## Tasks to complete:
a. List every mythological person named in the essay on Wardruna's song "Helvegen."
b. Continue the essay on Wardruna's song "Helvegen" from the point where it stops.

## Passage:
:::::

Bridge over the canyon at the Skocjan Caves in Slovenia

Wardruna’s Helvegen – Who Shall Sing Me Into the Death-Sleep?

Everyone dies. Each of us must face our own death.

We each must live with the fact that people we know will die. Even those we love the most die, our friends, our siblings, our parents, even, sometimes, our children. Eventually, everyone dies.

Death is many different things to many different people, and is treated differently in different families, in different regions, in different cultures. It was not simple for our ancestors either, including those who lived in northern Europe in ancient times.

Wardruna’s song “Helvegen”, from their 2013 album “Runaljod – Yggdrasil”, is about death. It is not about Valhalla. Despite what you’ve heard, not all “Norse” people were Vikings, those men and women who went seeking their fortune as traders and raiders between the late 8th century and the late 11th century. And neither the people of the Viking age, not all of whom were “vikings”, nor the other pre-Christian Germanic peoples of that age or the ages before that, thought Valhalla was part of their life cycle. And, indeed, these people thought a great deal about life and death in terms of the life cycle.

The pre-Christian Germanic peoples thought of their lives ending with them returning to the ground, not into the sky with the gods. In the ground, at the roots of the tree of life Yggdrasil, is Niflheim, the land of darkness, cold, ice, and fog. Perhaps interchangeable with Niflheim, perhaps a distinct but adjacent location, is Hel or Niflhel, the land of the dead. This is the place the Germanic dead went when they died, a land ruled over by one of Loki’s children, a woman who was herself called Hel, with whom Frigga bargained to release her beloved son Baldr when he died… but did not let him go, because her terms were not met. So the dead went into the cold dark, and could not return without the assent of a woman who could stand up to Frigga and by implication Odin, a death-god himself. Facing Hel was scary.

:::::

## Information provided:
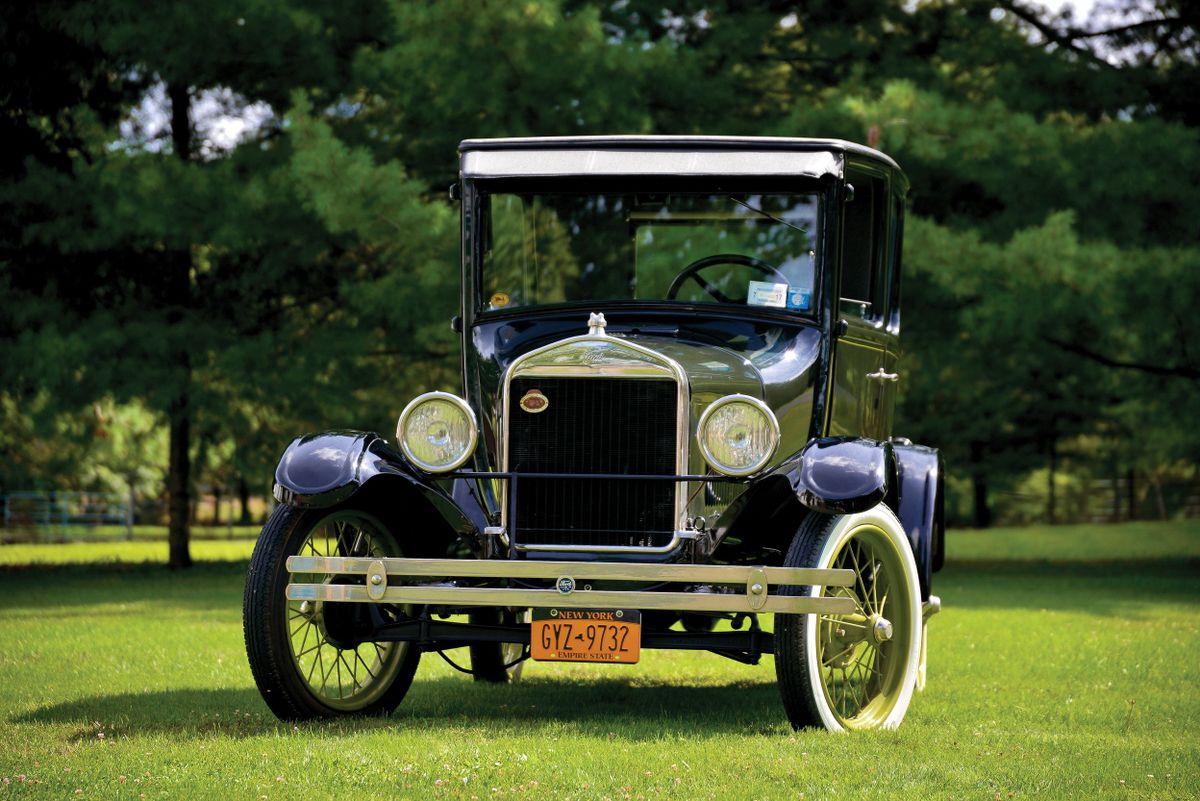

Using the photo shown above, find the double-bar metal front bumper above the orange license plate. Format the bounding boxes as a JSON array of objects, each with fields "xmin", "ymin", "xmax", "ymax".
[{"xmin": 287, "ymin": 556, "xmax": 854, "ymax": 614}]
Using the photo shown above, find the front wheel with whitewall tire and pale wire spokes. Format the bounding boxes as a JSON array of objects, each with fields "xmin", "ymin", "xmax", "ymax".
[{"xmin": 775, "ymin": 505, "xmax": 922, "ymax": 731}]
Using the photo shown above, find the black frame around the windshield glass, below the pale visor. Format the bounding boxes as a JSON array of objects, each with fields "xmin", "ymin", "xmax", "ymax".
[{"xmin": 462, "ymin": 175, "xmax": 833, "ymax": 324}]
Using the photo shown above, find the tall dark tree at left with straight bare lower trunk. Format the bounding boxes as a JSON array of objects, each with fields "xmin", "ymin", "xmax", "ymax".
[{"xmin": 4, "ymin": 2, "xmax": 432, "ymax": 567}]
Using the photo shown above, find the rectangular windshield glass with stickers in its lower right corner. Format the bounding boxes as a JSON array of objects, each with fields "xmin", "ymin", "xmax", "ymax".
[{"xmin": 480, "ymin": 192, "xmax": 820, "ymax": 313}]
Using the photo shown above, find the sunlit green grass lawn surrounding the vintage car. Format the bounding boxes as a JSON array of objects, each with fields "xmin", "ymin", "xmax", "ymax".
[{"xmin": 0, "ymin": 515, "xmax": 1200, "ymax": 801}]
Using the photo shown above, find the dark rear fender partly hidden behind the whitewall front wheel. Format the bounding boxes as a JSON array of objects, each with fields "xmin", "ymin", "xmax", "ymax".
[{"xmin": 893, "ymin": 444, "xmax": 946, "ymax": 600}]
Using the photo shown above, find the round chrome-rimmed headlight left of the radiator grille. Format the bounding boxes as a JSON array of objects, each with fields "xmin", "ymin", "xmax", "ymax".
[{"xmin": 396, "ymin": 392, "xmax": 479, "ymax": 472}]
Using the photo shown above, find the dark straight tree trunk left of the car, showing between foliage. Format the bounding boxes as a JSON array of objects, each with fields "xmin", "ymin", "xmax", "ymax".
[{"xmin": 164, "ymin": 83, "xmax": 192, "ymax": 568}]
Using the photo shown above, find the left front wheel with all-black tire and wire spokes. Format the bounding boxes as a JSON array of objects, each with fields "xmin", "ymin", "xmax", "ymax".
[{"xmin": 242, "ymin": 501, "xmax": 421, "ymax": 721}]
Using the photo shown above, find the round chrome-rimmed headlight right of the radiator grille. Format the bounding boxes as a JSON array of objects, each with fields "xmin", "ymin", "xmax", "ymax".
[{"xmin": 696, "ymin": 395, "xmax": 779, "ymax": 476}]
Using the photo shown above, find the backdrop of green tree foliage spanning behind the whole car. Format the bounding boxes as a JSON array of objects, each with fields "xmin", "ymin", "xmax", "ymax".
[{"xmin": 0, "ymin": 0, "xmax": 1200, "ymax": 551}]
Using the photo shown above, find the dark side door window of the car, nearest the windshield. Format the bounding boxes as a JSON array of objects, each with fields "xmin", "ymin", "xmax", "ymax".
[{"xmin": 841, "ymin": 171, "xmax": 888, "ymax": 320}]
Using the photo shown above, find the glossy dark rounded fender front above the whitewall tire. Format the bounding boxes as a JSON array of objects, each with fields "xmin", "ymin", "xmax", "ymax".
[{"xmin": 774, "ymin": 436, "xmax": 895, "ymax": 514}]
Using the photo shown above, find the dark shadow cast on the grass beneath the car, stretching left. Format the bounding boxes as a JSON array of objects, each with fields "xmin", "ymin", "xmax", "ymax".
[{"xmin": 8, "ymin": 668, "xmax": 787, "ymax": 742}]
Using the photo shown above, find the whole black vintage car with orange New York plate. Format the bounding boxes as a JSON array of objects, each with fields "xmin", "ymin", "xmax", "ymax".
[{"xmin": 245, "ymin": 137, "xmax": 943, "ymax": 730}]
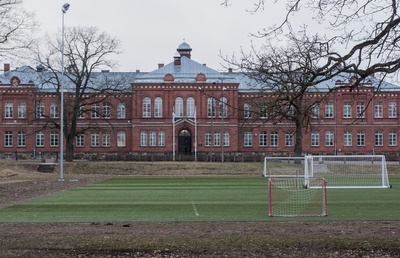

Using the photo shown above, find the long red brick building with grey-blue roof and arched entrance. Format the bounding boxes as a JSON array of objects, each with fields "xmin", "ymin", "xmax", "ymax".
[{"xmin": 0, "ymin": 43, "xmax": 400, "ymax": 160}]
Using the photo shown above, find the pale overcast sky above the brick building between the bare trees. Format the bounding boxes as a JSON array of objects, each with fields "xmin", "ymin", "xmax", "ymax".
[{"xmin": 24, "ymin": 0, "xmax": 282, "ymax": 72}]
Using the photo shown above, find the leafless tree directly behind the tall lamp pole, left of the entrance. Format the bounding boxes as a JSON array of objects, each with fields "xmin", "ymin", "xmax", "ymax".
[{"xmin": 37, "ymin": 27, "xmax": 131, "ymax": 161}]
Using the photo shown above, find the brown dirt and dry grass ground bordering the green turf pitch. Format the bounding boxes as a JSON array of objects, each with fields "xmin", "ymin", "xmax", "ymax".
[{"xmin": 0, "ymin": 162, "xmax": 400, "ymax": 257}]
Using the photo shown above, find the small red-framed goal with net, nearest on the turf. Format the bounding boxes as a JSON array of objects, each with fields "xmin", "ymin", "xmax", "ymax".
[{"xmin": 268, "ymin": 178, "xmax": 328, "ymax": 217}]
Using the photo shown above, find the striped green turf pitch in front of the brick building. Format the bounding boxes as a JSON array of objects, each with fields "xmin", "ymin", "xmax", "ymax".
[{"xmin": 0, "ymin": 176, "xmax": 400, "ymax": 222}]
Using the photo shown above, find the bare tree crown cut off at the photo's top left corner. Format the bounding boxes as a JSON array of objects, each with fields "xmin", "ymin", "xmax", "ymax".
[{"xmin": 0, "ymin": 0, "xmax": 37, "ymax": 60}]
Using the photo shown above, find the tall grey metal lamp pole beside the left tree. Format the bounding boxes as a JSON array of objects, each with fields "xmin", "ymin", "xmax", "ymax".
[{"xmin": 59, "ymin": 3, "xmax": 70, "ymax": 181}]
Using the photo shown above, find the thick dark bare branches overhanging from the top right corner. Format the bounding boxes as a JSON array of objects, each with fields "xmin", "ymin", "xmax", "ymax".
[{"xmin": 222, "ymin": 0, "xmax": 400, "ymax": 82}]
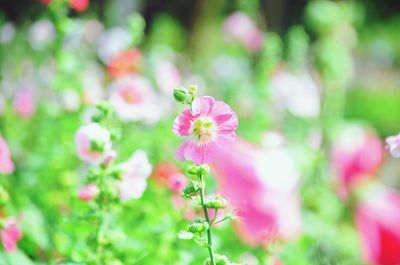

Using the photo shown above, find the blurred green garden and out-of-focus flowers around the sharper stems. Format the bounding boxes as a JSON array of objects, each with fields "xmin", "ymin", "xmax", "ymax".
[{"xmin": 0, "ymin": 0, "xmax": 400, "ymax": 265}]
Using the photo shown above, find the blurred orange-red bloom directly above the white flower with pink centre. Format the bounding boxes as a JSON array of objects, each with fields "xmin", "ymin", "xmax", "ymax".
[{"xmin": 107, "ymin": 49, "xmax": 142, "ymax": 79}]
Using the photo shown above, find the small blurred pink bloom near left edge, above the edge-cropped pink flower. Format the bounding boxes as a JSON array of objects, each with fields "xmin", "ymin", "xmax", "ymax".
[{"xmin": 14, "ymin": 88, "xmax": 36, "ymax": 118}]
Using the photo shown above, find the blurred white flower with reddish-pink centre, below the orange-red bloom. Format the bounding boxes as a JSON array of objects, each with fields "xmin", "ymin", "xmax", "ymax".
[{"xmin": 110, "ymin": 75, "xmax": 162, "ymax": 123}]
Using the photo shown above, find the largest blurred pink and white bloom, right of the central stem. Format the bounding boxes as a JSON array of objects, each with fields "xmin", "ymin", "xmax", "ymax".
[{"xmin": 210, "ymin": 141, "xmax": 302, "ymax": 245}]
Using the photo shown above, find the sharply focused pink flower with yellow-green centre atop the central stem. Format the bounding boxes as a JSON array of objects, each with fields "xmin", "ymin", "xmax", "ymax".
[{"xmin": 172, "ymin": 96, "xmax": 238, "ymax": 164}]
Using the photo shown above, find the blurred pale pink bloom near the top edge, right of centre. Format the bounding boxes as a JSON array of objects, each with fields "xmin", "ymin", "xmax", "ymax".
[{"xmin": 223, "ymin": 12, "xmax": 263, "ymax": 51}]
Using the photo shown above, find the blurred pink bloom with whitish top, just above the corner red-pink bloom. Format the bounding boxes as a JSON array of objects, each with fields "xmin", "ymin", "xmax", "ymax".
[{"xmin": 331, "ymin": 125, "xmax": 383, "ymax": 199}]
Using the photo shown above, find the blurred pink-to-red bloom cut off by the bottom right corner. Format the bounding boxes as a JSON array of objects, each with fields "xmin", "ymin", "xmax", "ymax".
[{"xmin": 356, "ymin": 185, "xmax": 400, "ymax": 265}]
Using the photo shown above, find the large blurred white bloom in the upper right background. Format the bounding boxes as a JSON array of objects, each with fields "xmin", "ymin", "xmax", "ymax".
[{"xmin": 268, "ymin": 70, "xmax": 321, "ymax": 118}]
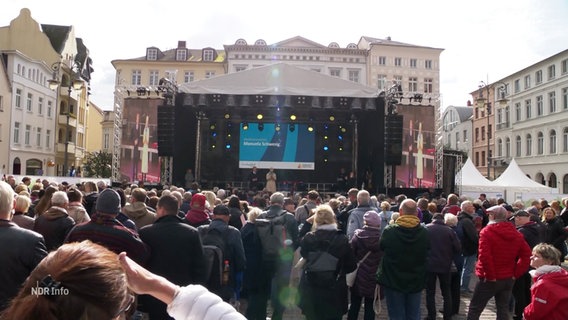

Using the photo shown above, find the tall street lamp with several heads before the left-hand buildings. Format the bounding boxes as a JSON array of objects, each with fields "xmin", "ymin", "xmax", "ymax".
[{"xmin": 48, "ymin": 61, "xmax": 83, "ymax": 176}]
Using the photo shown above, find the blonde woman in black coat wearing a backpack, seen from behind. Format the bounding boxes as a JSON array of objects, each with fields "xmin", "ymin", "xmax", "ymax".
[{"xmin": 299, "ymin": 205, "xmax": 357, "ymax": 320}]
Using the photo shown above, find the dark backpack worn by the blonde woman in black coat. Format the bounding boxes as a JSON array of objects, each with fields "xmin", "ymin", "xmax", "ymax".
[{"xmin": 304, "ymin": 236, "xmax": 339, "ymax": 289}]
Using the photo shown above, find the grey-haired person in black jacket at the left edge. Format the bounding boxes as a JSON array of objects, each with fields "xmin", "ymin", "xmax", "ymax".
[{"xmin": 0, "ymin": 181, "xmax": 47, "ymax": 311}]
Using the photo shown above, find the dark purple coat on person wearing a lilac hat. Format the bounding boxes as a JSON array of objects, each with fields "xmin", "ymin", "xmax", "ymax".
[{"xmin": 351, "ymin": 226, "xmax": 383, "ymax": 298}]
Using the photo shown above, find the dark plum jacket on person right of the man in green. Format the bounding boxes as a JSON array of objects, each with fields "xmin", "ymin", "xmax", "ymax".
[{"xmin": 426, "ymin": 219, "xmax": 461, "ymax": 273}]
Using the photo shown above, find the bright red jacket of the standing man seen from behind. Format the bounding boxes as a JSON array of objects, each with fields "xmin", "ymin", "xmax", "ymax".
[{"xmin": 475, "ymin": 221, "xmax": 531, "ymax": 280}]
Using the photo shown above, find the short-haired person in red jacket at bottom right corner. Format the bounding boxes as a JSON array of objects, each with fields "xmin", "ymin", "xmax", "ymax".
[{"xmin": 523, "ymin": 243, "xmax": 568, "ymax": 320}]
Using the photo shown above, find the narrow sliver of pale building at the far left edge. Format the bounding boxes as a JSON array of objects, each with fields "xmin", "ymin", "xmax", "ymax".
[{"xmin": 0, "ymin": 56, "xmax": 12, "ymax": 179}]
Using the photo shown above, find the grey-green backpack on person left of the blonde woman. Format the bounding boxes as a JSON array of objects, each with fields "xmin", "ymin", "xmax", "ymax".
[{"xmin": 254, "ymin": 210, "xmax": 286, "ymax": 262}]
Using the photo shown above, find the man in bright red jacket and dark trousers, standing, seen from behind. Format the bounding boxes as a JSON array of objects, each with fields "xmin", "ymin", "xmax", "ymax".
[{"xmin": 467, "ymin": 206, "xmax": 531, "ymax": 320}]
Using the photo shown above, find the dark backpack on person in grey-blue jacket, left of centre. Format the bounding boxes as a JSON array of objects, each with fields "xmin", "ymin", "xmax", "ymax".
[{"xmin": 199, "ymin": 225, "xmax": 232, "ymax": 301}]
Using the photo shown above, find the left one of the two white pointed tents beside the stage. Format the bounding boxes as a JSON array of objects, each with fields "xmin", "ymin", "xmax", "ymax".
[{"xmin": 455, "ymin": 158, "xmax": 505, "ymax": 198}]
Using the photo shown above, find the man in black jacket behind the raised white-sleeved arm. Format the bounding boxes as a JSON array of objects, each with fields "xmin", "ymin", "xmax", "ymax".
[{"xmin": 139, "ymin": 195, "xmax": 206, "ymax": 319}]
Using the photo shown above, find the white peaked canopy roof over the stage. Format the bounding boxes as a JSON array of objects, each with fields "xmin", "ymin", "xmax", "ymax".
[{"xmin": 179, "ymin": 63, "xmax": 378, "ymax": 98}]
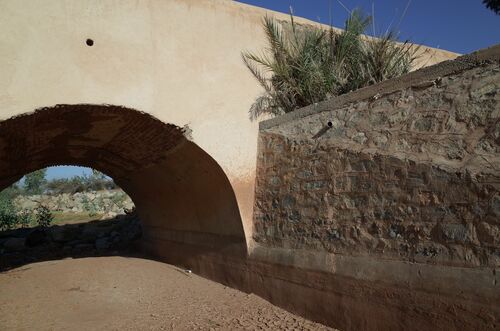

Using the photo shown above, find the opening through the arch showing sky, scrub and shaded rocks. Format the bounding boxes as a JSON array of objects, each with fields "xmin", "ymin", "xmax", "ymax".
[{"xmin": 0, "ymin": 166, "xmax": 142, "ymax": 271}]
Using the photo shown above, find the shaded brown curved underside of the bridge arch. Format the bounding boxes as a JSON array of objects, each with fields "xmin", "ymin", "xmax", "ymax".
[{"xmin": 0, "ymin": 104, "xmax": 246, "ymax": 263}]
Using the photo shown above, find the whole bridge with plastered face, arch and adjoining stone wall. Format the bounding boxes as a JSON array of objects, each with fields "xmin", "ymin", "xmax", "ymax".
[{"xmin": 0, "ymin": 0, "xmax": 500, "ymax": 330}]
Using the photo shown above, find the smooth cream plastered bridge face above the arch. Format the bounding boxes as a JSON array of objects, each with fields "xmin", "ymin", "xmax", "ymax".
[{"xmin": 0, "ymin": 0, "xmax": 456, "ymax": 244}]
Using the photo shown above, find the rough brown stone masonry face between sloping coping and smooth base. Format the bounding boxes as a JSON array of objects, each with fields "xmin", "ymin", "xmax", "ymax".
[{"xmin": 254, "ymin": 61, "xmax": 500, "ymax": 267}]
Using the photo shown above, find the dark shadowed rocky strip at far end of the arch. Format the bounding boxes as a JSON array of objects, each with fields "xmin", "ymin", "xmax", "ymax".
[{"xmin": 0, "ymin": 212, "xmax": 142, "ymax": 272}]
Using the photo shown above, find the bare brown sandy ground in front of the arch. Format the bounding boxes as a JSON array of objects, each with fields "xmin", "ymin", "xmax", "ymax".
[{"xmin": 0, "ymin": 256, "xmax": 332, "ymax": 331}]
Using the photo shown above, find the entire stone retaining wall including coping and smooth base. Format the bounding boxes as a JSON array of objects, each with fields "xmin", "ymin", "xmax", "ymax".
[{"xmin": 244, "ymin": 46, "xmax": 500, "ymax": 330}]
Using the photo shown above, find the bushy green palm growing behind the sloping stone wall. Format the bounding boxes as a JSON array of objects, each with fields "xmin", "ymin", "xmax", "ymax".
[{"xmin": 242, "ymin": 10, "xmax": 416, "ymax": 120}]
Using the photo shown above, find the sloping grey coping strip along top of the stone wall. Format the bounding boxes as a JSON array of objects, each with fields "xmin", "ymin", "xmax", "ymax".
[{"xmin": 259, "ymin": 44, "xmax": 500, "ymax": 131}]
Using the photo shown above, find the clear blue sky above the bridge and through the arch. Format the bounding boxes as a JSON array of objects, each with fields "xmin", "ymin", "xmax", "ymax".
[{"xmin": 47, "ymin": 0, "xmax": 500, "ymax": 179}]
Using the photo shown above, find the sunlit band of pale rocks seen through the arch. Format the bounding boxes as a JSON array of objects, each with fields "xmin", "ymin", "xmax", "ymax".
[{"xmin": 14, "ymin": 189, "xmax": 134, "ymax": 217}]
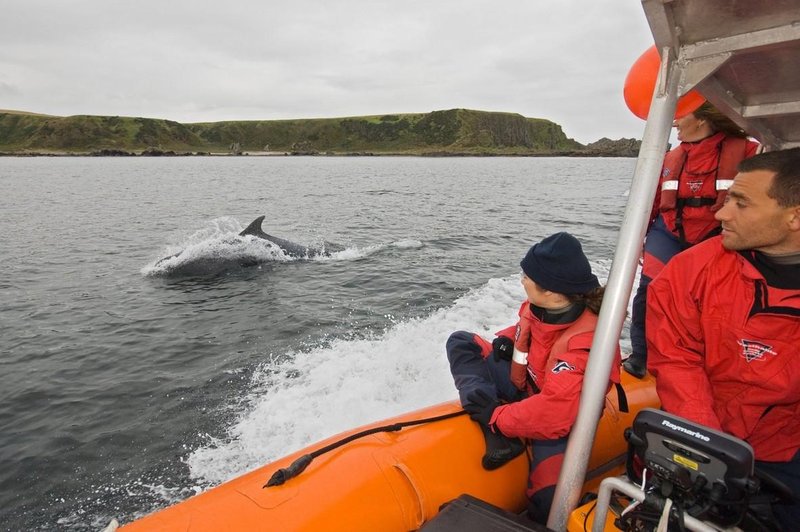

:::::

## Answer section:
a. Loki, Hel, Frigga, Baldr, Odin

b.
But finding a way to accept your fate was also fundamental to the lived experience of the pre-Christian Germanic peoples. Death was not the end. After a person died, their body returned to the earth in their graves and eventually, their bodies became food for the insects, plants, and animals who dwelled beneath the ground. New generations, children, grandchildren, and so on, were born and raised by those who remained after the deceased, and it was their sacred duty to remember the fallen, to venerate ancestors, to keep stories, memories, and traditions alive, passed from one generation to the next. While death was in fact scary, it was also a natural part of the life cycle, just like the ongoing cycle of the seasons, the perpetual birth, life, death, and rebirth. Nothing truly dies, even if passing from one part of the cycle to another can be quite frightening.

Here Einar Selvik of Wardruna performs “Helvegen” at the 2015 Faerieworlds Festival in Oregon, with an introductory explanation of the instrument played, the song, and its roots in Norse tradition.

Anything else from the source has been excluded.